WORKING DATA:
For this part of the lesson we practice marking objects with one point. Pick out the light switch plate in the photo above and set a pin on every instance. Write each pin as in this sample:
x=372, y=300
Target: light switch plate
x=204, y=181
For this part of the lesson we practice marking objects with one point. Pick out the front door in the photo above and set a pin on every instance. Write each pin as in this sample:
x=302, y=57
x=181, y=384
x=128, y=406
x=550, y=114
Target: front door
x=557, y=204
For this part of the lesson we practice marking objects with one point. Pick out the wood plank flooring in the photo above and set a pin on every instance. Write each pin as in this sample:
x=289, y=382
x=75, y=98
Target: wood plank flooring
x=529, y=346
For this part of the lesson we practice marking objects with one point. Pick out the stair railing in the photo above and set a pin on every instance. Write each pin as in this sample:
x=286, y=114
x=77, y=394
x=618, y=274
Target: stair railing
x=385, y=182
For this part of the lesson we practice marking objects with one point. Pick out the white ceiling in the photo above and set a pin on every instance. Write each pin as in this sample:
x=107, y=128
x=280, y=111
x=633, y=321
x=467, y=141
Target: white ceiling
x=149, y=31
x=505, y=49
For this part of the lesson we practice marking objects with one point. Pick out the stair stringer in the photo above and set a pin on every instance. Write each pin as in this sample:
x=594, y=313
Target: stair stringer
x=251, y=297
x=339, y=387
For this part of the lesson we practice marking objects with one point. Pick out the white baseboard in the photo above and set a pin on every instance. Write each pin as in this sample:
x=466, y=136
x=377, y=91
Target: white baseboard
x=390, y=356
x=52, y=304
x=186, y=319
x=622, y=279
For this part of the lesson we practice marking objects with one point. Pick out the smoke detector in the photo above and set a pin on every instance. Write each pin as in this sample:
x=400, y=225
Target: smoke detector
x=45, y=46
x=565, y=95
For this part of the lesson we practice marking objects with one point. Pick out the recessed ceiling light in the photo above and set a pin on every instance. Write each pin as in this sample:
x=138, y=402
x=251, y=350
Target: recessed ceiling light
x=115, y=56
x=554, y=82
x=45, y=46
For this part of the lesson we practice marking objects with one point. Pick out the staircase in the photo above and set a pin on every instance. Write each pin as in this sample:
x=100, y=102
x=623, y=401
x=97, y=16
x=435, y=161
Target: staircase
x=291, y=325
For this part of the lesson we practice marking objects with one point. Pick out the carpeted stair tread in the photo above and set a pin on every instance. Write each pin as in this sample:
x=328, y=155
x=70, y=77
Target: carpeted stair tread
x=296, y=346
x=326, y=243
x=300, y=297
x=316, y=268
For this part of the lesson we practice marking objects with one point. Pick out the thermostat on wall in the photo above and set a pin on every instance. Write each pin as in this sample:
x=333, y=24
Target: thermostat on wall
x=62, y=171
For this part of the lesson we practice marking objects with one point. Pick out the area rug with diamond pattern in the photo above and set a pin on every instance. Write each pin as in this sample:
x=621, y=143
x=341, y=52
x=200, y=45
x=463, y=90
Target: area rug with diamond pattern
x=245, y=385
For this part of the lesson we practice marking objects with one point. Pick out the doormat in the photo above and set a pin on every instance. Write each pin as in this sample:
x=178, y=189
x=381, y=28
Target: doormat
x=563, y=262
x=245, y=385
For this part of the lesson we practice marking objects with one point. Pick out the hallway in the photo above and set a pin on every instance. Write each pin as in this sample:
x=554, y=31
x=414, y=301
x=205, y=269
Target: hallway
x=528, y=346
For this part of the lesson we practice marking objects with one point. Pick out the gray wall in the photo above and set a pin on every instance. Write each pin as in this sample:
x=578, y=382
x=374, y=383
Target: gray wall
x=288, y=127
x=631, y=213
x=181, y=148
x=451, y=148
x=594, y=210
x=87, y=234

REQUIREMENT: Produce only the lines from the line containing "x=594, y=313" through the line containing "x=463, y=90", inclusive of both, exactly as they stand in the entries above.

EXPECTED ANSWER:
x=594, y=313
Target: stair stringer
x=251, y=297
x=339, y=387
For this part of the lesson we practice marking objects with one point. Pick out the white baseboard in the photo above and set a pin on every instance. Write each pin as in this sample:
x=466, y=136
x=377, y=91
Target: white baseboard
x=390, y=356
x=52, y=304
x=186, y=319
x=622, y=279
For this part of the lesson we practice marking objects with one point. Pick out the smoke detector in the photo above and set a pin on every instance. Write each pin as in this sample:
x=400, y=225
Target: smoke detector
x=45, y=46
x=565, y=95
For this part of the lesson we practice marking objects with one point. Pick out the recessed ceiling light in the photo above and set a pin on every instance. Write each pin as in this sample:
x=138, y=402
x=251, y=350
Target: recessed ceiling light
x=115, y=56
x=554, y=82
x=45, y=46
For this part of the lesson we practice marking objects with one point. Pick out the staircase in the photo above and set a pin on every instance. Write each pin as in this sample:
x=100, y=102
x=623, y=401
x=97, y=16
x=435, y=161
Target: staircase
x=291, y=325
For this part of the lesson we practice marking objects with one point. Pick out the carpeted stair tread in the photo above and set a pin on every instance. Write each pin as in this sample:
x=328, y=155
x=70, y=77
Target: carpeted stair tread
x=296, y=346
x=326, y=243
x=300, y=297
x=316, y=268
For this part of the lesson we practice marking objects with one point. Pick out the thermostat on wall in the photo above and set a pin on every instance. Write each pin as in this sample:
x=333, y=24
Target: thermostat on wall
x=62, y=171
For this part of the lesson we practice marking objects with one point. Pick out the area rug with diamond pattern in the photo above and set a pin on every instance. Write each pin as in this sample:
x=621, y=143
x=341, y=52
x=200, y=45
x=463, y=90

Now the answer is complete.